DESCRIPTION OF THE TASK: Only the lines from the start of the data through the line containing "box: [165, 150, 288, 521]" should be written out, exactly as they are, with both ends included and the pictures left out.

DATASET:
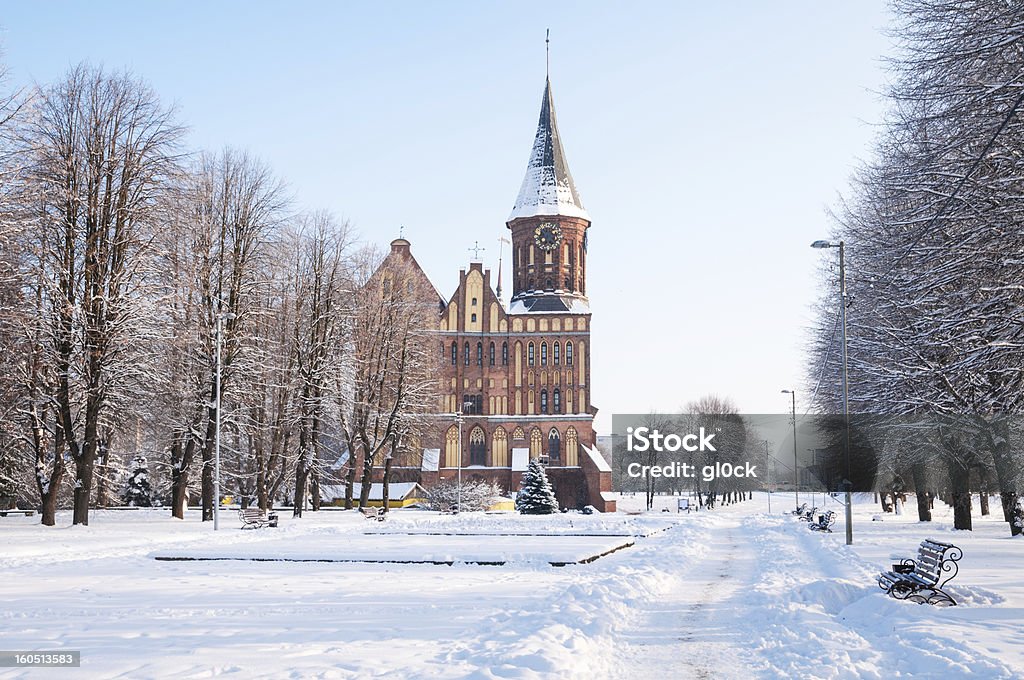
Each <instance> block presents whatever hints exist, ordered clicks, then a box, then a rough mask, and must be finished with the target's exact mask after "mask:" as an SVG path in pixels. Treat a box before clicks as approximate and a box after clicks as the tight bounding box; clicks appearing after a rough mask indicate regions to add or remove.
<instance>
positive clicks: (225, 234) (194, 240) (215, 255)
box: [165, 150, 288, 521]
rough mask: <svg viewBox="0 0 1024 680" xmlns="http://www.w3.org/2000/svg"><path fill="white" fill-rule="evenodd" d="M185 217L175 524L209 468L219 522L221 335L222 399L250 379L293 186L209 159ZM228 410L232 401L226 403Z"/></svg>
mask: <svg viewBox="0 0 1024 680" xmlns="http://www.w3.org/2000/svg"><path fill="white" fill-rule="evenodd" d="M181 201H182V214H183V215H184V217H183V218H182V219H181V220H180V222H179V223H178V224H177V226H178V228H179V229H181V230H182V231H183V235H182V236H180V237H177V236H176V237H175V243H174V246H175V248H177V249H178V250H176V251H171V252H169V254H168V256H169V257H170V258H172V260H173V264H174V267H175V269H176V270H177V271H178V272H179V274H180V275H184V277H186V279H185V281H187V284H184V285H181V286H175V293H174V305H175V309H174V317H175V329H174V334H175V336H176V347H175V348H174V352H173V354H172V357H173V358H174V359H175V360H173V362H172V363H171V365H170V366H169V367H168V368H167V369H166V371H165V375H166V376H168V378H167V379H168V380H169V381H170V383H171V384H172V385H173V389H174V392H173V394H175V397H174V398H175V401H176V402H177V403H179V408H178V410H177V420H176V422H175V423H173V426H172V428H171V442H170V457H171V473H172V501H171V506H172V508H171V512H172V515H173V516H175V517H178V518H183V517H184V508H185V505H186V504H187V499H188V486H189V480H190V474H191V471H193V465H194V463H195V461H196V459H197V456H198V457H199V460H200V461H202V470H201V475H202V476H201V480H202V498H203V520H204V521H208V520H211V519H213V507H214V503H215V502H219V501H217V500H215V499H214V498H213V455H214V439H215V436H214V434H215V429H216V418H217V411H216V406H215V405H216V402H217V381H216V368H217V367H216V363H215V356H216V327H217V318H218V316H219V317H220V318H221V323H222V333H223V335H222V354H221V356H222V358H221V365H222V369H221V382H220V385H221V390H222V391H223V392H224V393H225V394H226V393H227V392H228V390H230V389H231V385H232V384H233V382H234V381H236V376H237V374H239V373H244V370H245V368H246V367H245V362H246V360H247V359H248V358H250V357H251V355H252V352H251V351H249V350H250V349H251V348H252V346H253V345H254V344H258V342H259V339H258V338H254V337H253V336H252V329H253V327H254V326H255V324H256V320H255V316H256V311H257V309H258V308H259V301H260V299H261V298H260V296H261V289H262V288H263V287H264V286H265V284H266V282H265V280H263V279H261V277H260V273H261V272H262V268H261V263H262V261H263V259H264V258H265V257H266V255H267V245H268V243H269V240H270V239H271V237H272V236H273V235H274V233H275V231H276V229H278V227H279V226H280V225H281V222H282V220H283V219H284V217H285V210H286V208H287V206H288V199H287V197H286V195H285V189H284V185H283V184H282V183H281V181H280V180H278V179H275V178H274V177H273V176H272V174H271V173H270V171H269V169H268V168H267V167H266V166H264V165H262V164H261V163H259V162H258V161H256V160H255V159H253V158H251V157H250V156H249V155H247V154H245V153H242V152H234V151H231V150H225V151H224V152H222V153H221V154H219V155H215V156H214V155H202V156H201V157H200V159H199V162H198V164H197V166H196V168H195V169H194V171H193V172H191V173H190V175H189V177H188V178H187V179H186V181H185V186H184V188H183V190H182V197H181ZM222 400H224V401H225V402H226V399H222Z"/></svg>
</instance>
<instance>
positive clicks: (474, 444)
mask: <svg viewBox="0 0 1024 680" xmlns="http://www.w3.org/2000/svg"><path fill="white" fill-rule="evenodd" d="M469 464H470V465H486V464H487V439H486V437H485V436H484V435H483V428H481V427H480V426H476V427H474V428H473V431H472V432H470V433H469Z"/></svg>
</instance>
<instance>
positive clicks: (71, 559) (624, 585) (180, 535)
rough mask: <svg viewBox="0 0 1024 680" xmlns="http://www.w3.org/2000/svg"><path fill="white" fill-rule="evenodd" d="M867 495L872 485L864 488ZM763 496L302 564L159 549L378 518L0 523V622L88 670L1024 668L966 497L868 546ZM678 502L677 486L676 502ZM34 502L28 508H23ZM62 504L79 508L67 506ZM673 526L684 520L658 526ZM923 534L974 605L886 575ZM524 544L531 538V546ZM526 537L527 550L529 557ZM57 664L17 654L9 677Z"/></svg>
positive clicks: (470, 670)
mask: <svg viewBox="0 0 1024 680" xmlns="http://www.w3.org/2000/svg"><path fill="white" fill-rule="evenodd" d="M868 498H869V497H868ZM759 500H760V499H757V498H756V499H755V501H754V502H753V503H750V502H749V503H744V504H739V505H735V506H729V507H724V508H719V509H716V510H715V511H714V512H699V513H693V514H691V515H675V514H674V513H663V512H660V508H658V511H656V512H652V513H648V514H645V515H636V516H632V515H622V514H620V515H609V516H605V517H600V516H595V517H588V518H584V517H580V516H564V515H559V516H553V517H548V518H524V517H517V516H510V517H492V516H478V517H472V516H469V515H468V514H467V515H465V516H460V517H457V518H453V517H446V516H434V515H431V514H429V513H422V514H421V513H416V512H409V513H401V514H398V513H396V516H395V517H394V518H392V519H391V520H390V522H391V524H390V525H389V528H390V529H391V530H392V532H393V533H395V534H400V536H401V538H400V539H398V540H400V541H403V542H406V543H407V551H408V552H409V554H410V555H421V556H422V555H423V554H425V552H426V551H428V550H439V549H441V547H442V544H443V542H444V541H449V540H450V539H451V537H444V536H439V537H432V536H427V535H420V536H412V535H411V534H412V533H416V532H420V533H421V534H422V533H423V532H431V533H433V532H436V529H437V527H438V526H440V527H442V528H444V529H446V530H449V532H453V530H457V529H458V530H467V529H473V530H484V532H488V533H492V534H496V535H498V536H497V537H492V536H481V537H475V538H474V539H473V540H474V541H476V540H478V541H479V542H480V545H481V546H486V545H488V544H489V545H490V548H492V549H497V548H498V547H499V545H500V544H502V543H503V541H502V539H505V538H507V537H505V536H503V535H506V534H507V535H511V534H517V533H519V534H521V533H529V534H539V533H544V532H547V533H549V534H550V536H549V537H548V539H547V541H546V542H547V545H548V547H549V550H550V552H551V553H552V554H555V553H556V552H558V551H562V550H564V549H565V547H566V546H567V545H569V543H571V541H573V540H579V539H578V538H569V539H568V540H567V539H566V537H565V536H564V535H565V534H566V533H568V532H572V533H585V534H590V535H593V534H599V535H603V536H610V535H613V534H623V533H629V534H632V535H634V536H644V535H646V536H647V538H638V539H637V540H636V545H635V546H634V547H631V548H629V549H626V550H622V551H618V552H616V553H614V554H612V555H609V556H607V557H604V558H601V559H599V560H597V561H595V562H593V563H590V564H580V565H570V566H565V567H551V566H548V565H547V564H544V563H538V562H536V561H517V560H516V559H512V560H511V561H509V563H508V564H506V565H505V566H502V567H484V566H473V565H465V564H457V565H455V566H432V565H374V564H350V563H304V562H303V563H288V562H159V561H156V560H154V559H153V558H152V555H153V554H155V553H157V552H163V551H166V550H171V549H174V550H193V549H197V546H216V547H218V548H219V549H226V548H230V549H231V550H234V549H240V550H241V549H249V550H256V549H257V548H259V549H260V550H262V552H264V553H267V554H270V553H272V554H280V553H281V552H282V550H283V548H282V547H281V546H280V545H279V544H280V542H281V541H285V542H286V543H287V544H288V546H290V547H289V550H296V551H298V550H302V551H310V550H314V549H315V550H316V551H319V552H324V551H328V552H331V551H334V552H338V553H339V554H344V553H345V552H346V551H347V552H350V551H351V550H353V548H354V547H356V546H357V545H360V544H361V543H365V542H367V541H373V540H379V541H380V542H381V543H380V545H379V547H380V548H382V549H383V547H384V546H385V544H393V543H394V542H395V540H396V537H393V536H392V537H376V538H375V537H367V536H365V535H364V534H362V532H364V530H366V522H365V521H364V520H362V519H361V518H359V517H358V516H355V515H345V514H342V513H335V514H329V513H325V514H324V515H323V516H314V517H308V518H304V519H302V520H301V521H300V520H290V519H288V518H286V520H285V521H284V522H283V525H282V527H281V529H280V530H279V532H275V533H270V532H263V533H243V532H240V530H233V532H220V533H218V534H217V535H214V534H212V532H210V527H209V526H203V525H201V524H200V523H199V522H198V521H195V520H193V521H185V522H180V521H177V520H170V519H169V518H167V517H166V516H164V515H163V514H162V513H159V512H157V511H153V512H141V511H140V512H137V513H114V512H109V513H105V514H103V513H97V521H96V522H95V525H94V526H90V527H69V526H61V527H57V528H52V529H50V528H41V527H39V526H38V525H37V524H36V523H35V521H33V520H31V519H28V518H14V519H11V518H7V521H6V523H2V524H0V571H2V572H3V578H2V579H0V603H3V605H4V606H2V607H0V640H2V642H3V644H4V646H5V648H10V649H16V648H26V649H34V648H39V649H44V648H45V649H81V650H82V651H83V655H82V660H83V666H82V669H81V671H79V674H80V675H81V677H83V678H90V679H91V678H112V677H122V678H132V679H133V680H134V679H136V678H138V679H145V678H160V679H161V680H162V679H163V678H174V677H179V678H195V677H210V676H211V675H218V674H230V675H237V676H238V677H247V678H281V677H294V678H305V677H321V678H340V679H343V680H348V679H354V680H361V679H362V678H369V677H381V676H386V675H395V676H399V677H409V678H417V679H420V678H424V679H426V678H443V679H444V680H449V679H465V680H498V679H499V678H501V679H507V678H519V679H522V680H546V679H547V678H562V679H572V678H581V679H587V680H603V679H604V678H608V679H611V678H615V679H622V678H657V679H662V678H667V679H668V678H672V679H676V678H680V679H686V678H716V679H718V678H743V679H744V680H746V679H754V678H781V677H785V678H820V679H829V680H833V679H834V680H845V679H847V678H850V679H851V680H852V679H857V680H859V679H862V678H867V679H871V680H883V679H888V678H919V677H923V678H953V677H955V678H968V677H970V678H985V679H986V680H989V679H994V678H1021V677H1024V644H1022V643H1021V642H1020V641H1021V640H1022V639H1024V637H1022V636H1024V625H1022V623H1021V622H1022V621H1024V578H1022V577H1021V572H1020V554H1021V553H1020V551H1021V548H1022V547H1024V544H1021V543H1020V541H1019V540H1011V539H1009V538H1007V536H1006V533H1005V525H1001V524H1000V523H999V522H997V521H994V520H993V519H987V520H980V521H979V522H978V524H977V526H976V532H974V533H965V532H958V533H953V532H952V530H951V529H950V527H949V517H948V516H947V514H948V513H945V512H944V511H941V512H939V513H938V519H937V521H936V522H934V523H932V524H930V525H922V524H920V523H919V522H916V521H914V520H913V518H910V517H901V518H892V517H886V518H883V519H884V521H871V518H872V515H874V513H876V512H877V510H876V507H877V506H873V505H870V504H868V503H865V504H864V507H862V508H857V509H855V511H856V512H857V513H858V515H857V517H856V521H855V527H856V528H855V535H856V541H857V544H856V545H855V546H854V547H853V548H850V547H848V546H846V545H844V541H843V523H842V518H841V520H840V522H838V524H837V527H836V534H834V535H823V536H822V535H819V534H816V533H811V532H809V530H807V527H806V524H804V523H803V522H799V521H797V520H796V519H795V518H794V517H792V516H783V515H782V514H781V513H780V511H779V510H778V508H777V507H776V509H775V512H774V513H772V514H766V513H765V510H766V509H767V508H765V507H763V506H760V504H759ZM671 501H672V499H666V500H665V502H666V504H671ZM23 519H24V521H23ZM61 521H63V522H66V523H67V522H69V521H70V518H69V517H67V516H63V515H62V516H61ZM665 526H671V528H669V529H668V530H665V532H659V533H655V532H656V530H657V529H660V528H664V527H665ZM926 536H933V537H936V538H943V537H944V538H946V539H947V540H950V541H954V542H955V543H956V544H957V545H961V546H962V547H963V548H964V551H965V559H964V561H963V566H962V571H961V575H959V577H958V578H957V579H956V582H955V584H957V585H954V586H952V587H951V591H953V592H954V594H955V596H956V598H957V600H958V601H959V602H961V603H962V606H956V607H952V608H948V609H938V608H935V607H922V606H919V605H914V604H909V603H906V602H897V601H895V600H892V599H891V598H888V597H886V596H885V595H884V594H883V593H882V592H881V591H880V590H879V589H878V587H877V586H876V585H874V576H876V573H877V572H878V570H879V568H880V567H881V566H883V565H885V564H887V563H888V562H889V561H890V557H891V556H893V555H895V554H907V553H908V552H909V553H911V554H912V551H913V550H914V548H915V546H916V544H918V543H919V542H920V541H921V540H922V539H923V538H925V537H926ZM513 552H514V551H513ZM513 552H509V555H508V556H509V557H514V555H513ZM8 677H10V678H19V679H20V678H28V679H30V680H32V679H34V678H46V679H47V680H48V679H49V678H50V677H53V676H52V674H49V673H46V672H45V671H43V670H38V671H31V670H27V671H16V670H9V669H5V670H0V678H4V679H6V678H8Z"/></svg>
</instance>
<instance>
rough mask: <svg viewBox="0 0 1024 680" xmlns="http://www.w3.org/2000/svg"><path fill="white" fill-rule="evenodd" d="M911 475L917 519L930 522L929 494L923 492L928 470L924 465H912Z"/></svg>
mask: <svg viewBox="0 0 1024 680" xmlns="http://www.w3.org/2000/svg"><path fill="white" fill-rule="evenodd" d="M911 473H912V474H913V490H914V497H915V498H916V499H918V519H919V520H920V521H923V522H930V521H932V508H931V505H930V502H929V501H930V500H929V494H928V492H927V491H925V490H926V488H927V486H928V469H927V468H926V467H925V464H924V463H914V465H913V467H912V468H911Z"/></svg>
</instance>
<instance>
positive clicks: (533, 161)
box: [508, 81, 590, 222]
mask: <svg viewBox="0 0 1024 680" xmlns="http://www.w3.org/2000/svg"><path fill="white" fill-rule="evenodd" d="M539 215H544V216H555V215H564V216H566V217H582V218H583V219H586V220H588V221H589V220H590V215H589V214H588V213H587V210H586V209H585V208H584V207H583V202H582V201H581V200H580V195H579V193H578V192H577V188H575V184H574V183H573V182H572V175H571V174H570V173H569V168H568V164H567V163H566V162H565V152H564V151H563V150H562V142H561V139H560V136H559V134H558V123H557V120H556V116H555V101H554V96H553V95H552V92H551V82H550V81H549V82H547V83H545V87H544V98H543V99H542V100H541V118H540V121H539V122H538V125H537V135H536V136H535V137H534V146H532V148H531V150H530V154H529V162H528V163H527V164H526V175H525V176H524V177H523V180H522V185H521V186H520V188H519V196H518V198H517V199H516V202H515V206H513V208H512V213H511V214H510V215H509V218H508V221H509V222H511V221H512V220H514V219H519V218H521V217H537V216H539Z"/></svg>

TASK OUTPUT:
Each <instance> block presents whatever hints exist, ordered clicks, then a box, then a rough mask, and must be finished with the target's exact mask after "mask:" as an SVG path in pixels. Treat a box before clicks as approximate and a box after clicks as the tight bounding box; clicks appearing after a rough mask indicate regions to add or remove.
<instance>
positive clicks: (225, 234) (194, 240) (215, 255)
box: [165, 150, 288, 521]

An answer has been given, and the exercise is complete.